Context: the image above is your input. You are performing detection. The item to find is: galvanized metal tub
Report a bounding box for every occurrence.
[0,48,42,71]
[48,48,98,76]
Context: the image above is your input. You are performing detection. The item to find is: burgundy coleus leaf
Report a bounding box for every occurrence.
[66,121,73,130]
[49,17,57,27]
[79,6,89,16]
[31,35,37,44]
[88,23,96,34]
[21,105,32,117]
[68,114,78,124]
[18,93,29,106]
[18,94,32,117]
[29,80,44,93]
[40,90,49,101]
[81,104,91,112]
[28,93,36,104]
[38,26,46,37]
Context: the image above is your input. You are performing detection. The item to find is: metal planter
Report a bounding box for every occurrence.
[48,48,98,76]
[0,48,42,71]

▶ **Task**: Copy out the rows above, putting "instance" wherever "occurrence" appears and keeping everything else the same.

▶ **Complete response**:
Context: the image above is your input. You are performing detection. The item to find is: galvanized metal tub
Report a bounding box for every instance.
[0,48,42,71]
[48,48,98,76]
Context: the image above is your input. You are performing detection. The item to find is: burgundy coleus leaf
Report a bounding box for every instance.
[66,121,73,130]
[49,17,57,27]
[79,6,89,16]
[31,35,37,44]
[88,23,96,34]
[21,105,32,117]
[68,114,78,124]
[18,93,29,106]
[18,94,32,117]
[29,80,44,93]
[40,90,49,101]
[81,104,91,112]
[28,93,36,104]
[38,26,46,37]
Context: the image above is your input. You are performing detection. The item to find is: metal planter
Report a bounding box for every instance.
[48,48,98,76]
[0,48,42,71]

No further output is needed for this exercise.